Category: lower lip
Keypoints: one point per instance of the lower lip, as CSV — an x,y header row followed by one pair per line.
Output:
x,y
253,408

Exercise description
Repeat the entries above, changing every "lower lip" to "bottom lip" and keeping everything else the same.

Problem solution
Category: bottom lip
Keypoints: one point per instance of the bottom lip, as CSV — an x,y header row followed by one pair per line.
Output:
x,y
253,408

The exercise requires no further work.